### Exercise directions
Copy out the lines of the material that include the string "glove".
= Beginning of Section =
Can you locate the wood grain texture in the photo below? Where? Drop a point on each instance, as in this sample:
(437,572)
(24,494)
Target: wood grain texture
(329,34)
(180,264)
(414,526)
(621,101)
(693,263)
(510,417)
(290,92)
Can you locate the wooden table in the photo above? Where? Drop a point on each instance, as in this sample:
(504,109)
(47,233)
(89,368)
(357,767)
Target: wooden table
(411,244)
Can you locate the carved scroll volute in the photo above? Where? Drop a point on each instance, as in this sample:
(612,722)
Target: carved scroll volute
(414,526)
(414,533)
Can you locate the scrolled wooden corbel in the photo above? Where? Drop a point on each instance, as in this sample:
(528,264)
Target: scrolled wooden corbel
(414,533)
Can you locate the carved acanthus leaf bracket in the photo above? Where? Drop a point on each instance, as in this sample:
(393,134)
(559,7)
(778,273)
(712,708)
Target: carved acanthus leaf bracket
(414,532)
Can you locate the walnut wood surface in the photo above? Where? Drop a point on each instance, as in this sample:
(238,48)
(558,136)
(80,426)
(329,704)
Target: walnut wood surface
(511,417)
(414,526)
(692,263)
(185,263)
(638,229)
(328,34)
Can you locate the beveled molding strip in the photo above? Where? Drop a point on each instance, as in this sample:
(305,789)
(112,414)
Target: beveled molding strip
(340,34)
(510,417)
= End of Section =
= Beginning of Section =
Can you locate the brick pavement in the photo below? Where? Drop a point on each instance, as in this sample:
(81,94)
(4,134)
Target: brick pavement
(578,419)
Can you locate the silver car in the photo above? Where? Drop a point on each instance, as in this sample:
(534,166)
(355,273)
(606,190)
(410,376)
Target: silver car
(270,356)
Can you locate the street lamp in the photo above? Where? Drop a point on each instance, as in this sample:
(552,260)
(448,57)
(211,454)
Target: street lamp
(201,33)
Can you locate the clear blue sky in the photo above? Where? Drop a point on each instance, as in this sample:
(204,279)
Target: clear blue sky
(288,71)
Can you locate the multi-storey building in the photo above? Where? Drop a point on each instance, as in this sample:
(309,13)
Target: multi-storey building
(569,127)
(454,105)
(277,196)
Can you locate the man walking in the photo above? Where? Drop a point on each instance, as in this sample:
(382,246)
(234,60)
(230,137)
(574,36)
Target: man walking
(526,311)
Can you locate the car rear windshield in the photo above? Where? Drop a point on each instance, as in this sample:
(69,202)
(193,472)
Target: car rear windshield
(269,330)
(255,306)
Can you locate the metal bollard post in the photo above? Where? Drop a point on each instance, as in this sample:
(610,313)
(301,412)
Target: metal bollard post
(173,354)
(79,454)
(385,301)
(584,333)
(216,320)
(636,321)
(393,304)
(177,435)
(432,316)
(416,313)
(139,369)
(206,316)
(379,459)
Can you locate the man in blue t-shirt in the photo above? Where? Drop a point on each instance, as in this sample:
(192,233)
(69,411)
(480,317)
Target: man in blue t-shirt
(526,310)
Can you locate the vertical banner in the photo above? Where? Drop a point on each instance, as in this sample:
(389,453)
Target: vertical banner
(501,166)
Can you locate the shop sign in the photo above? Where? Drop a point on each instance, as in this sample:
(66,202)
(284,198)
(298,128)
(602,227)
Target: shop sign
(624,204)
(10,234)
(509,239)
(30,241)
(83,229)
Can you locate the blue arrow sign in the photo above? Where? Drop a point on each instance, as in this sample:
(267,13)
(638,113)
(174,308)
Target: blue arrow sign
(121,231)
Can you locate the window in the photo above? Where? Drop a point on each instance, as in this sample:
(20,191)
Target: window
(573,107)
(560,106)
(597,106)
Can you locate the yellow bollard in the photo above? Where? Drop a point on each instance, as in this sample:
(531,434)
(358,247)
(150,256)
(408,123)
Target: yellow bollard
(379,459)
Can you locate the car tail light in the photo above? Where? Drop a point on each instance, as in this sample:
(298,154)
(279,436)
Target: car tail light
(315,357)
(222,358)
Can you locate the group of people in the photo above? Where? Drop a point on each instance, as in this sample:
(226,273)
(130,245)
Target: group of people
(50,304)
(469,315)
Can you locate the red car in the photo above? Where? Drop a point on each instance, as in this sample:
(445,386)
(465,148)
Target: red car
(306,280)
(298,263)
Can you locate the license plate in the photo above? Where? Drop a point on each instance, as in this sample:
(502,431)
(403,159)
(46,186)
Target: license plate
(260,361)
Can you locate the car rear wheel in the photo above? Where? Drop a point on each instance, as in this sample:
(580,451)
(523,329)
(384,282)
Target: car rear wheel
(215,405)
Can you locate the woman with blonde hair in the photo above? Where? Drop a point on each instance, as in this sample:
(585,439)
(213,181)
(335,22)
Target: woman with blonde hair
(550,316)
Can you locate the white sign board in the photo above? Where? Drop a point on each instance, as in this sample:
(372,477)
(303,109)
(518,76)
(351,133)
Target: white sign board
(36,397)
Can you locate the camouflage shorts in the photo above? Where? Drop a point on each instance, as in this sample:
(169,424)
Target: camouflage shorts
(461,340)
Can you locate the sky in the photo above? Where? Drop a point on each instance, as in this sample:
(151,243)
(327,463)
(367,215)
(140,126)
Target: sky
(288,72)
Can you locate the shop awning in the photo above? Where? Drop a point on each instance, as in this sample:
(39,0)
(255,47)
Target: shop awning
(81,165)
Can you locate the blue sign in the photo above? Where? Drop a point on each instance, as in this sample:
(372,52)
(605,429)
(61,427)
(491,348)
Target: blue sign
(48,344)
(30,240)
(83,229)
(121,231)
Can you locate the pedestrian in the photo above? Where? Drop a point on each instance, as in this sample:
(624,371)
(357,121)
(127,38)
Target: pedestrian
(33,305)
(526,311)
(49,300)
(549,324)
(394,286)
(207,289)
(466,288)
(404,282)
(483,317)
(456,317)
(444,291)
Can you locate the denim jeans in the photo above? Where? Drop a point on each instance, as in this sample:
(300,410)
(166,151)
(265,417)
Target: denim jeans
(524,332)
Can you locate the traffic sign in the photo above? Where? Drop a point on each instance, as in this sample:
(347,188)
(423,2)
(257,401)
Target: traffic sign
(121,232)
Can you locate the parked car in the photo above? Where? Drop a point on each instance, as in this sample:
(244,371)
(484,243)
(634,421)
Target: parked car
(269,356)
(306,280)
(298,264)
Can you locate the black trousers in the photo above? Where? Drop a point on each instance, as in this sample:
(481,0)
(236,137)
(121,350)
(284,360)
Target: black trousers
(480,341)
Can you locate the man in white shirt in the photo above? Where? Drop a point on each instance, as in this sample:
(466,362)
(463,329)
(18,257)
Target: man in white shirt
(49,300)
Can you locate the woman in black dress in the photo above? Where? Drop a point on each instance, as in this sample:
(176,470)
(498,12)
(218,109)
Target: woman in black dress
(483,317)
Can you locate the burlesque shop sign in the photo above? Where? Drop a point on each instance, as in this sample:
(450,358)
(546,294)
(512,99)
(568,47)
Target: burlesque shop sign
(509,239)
= End of Section =
= Beginning of Section =
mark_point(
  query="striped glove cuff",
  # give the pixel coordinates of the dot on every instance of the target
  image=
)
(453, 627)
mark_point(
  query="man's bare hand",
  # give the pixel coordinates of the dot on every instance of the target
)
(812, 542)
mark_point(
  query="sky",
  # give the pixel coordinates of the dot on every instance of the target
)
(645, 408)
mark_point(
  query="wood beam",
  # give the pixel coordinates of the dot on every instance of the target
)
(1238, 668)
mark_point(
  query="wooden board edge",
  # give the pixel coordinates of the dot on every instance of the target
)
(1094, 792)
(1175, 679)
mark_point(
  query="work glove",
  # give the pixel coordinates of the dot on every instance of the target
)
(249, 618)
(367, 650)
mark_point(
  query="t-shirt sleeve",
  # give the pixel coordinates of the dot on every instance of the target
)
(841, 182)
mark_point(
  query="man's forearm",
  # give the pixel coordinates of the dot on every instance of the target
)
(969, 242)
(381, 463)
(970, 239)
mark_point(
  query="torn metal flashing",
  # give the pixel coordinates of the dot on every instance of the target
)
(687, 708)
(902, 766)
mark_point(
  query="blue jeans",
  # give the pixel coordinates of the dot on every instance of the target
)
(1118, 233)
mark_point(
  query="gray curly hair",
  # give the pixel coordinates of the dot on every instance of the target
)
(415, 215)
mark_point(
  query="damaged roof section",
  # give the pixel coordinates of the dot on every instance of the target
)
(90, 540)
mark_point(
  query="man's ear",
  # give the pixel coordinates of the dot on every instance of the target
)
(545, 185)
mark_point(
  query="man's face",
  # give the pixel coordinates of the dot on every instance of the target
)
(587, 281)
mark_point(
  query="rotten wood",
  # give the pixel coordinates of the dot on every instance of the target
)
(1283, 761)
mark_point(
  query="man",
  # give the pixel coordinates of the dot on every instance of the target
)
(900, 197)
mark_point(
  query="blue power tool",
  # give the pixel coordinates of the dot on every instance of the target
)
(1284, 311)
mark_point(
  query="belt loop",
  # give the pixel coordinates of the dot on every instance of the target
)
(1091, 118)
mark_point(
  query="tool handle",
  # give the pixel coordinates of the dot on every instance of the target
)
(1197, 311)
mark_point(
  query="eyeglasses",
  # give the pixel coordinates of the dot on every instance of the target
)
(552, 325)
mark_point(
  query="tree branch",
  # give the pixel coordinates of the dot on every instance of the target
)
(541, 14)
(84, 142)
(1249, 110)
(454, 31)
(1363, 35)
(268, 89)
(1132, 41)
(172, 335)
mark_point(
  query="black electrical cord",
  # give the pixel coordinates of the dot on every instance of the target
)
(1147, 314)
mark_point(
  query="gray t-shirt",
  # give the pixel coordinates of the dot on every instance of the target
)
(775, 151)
= End of Section =
### Exercise solution
  query="striped glove cuff",
  query="work glove",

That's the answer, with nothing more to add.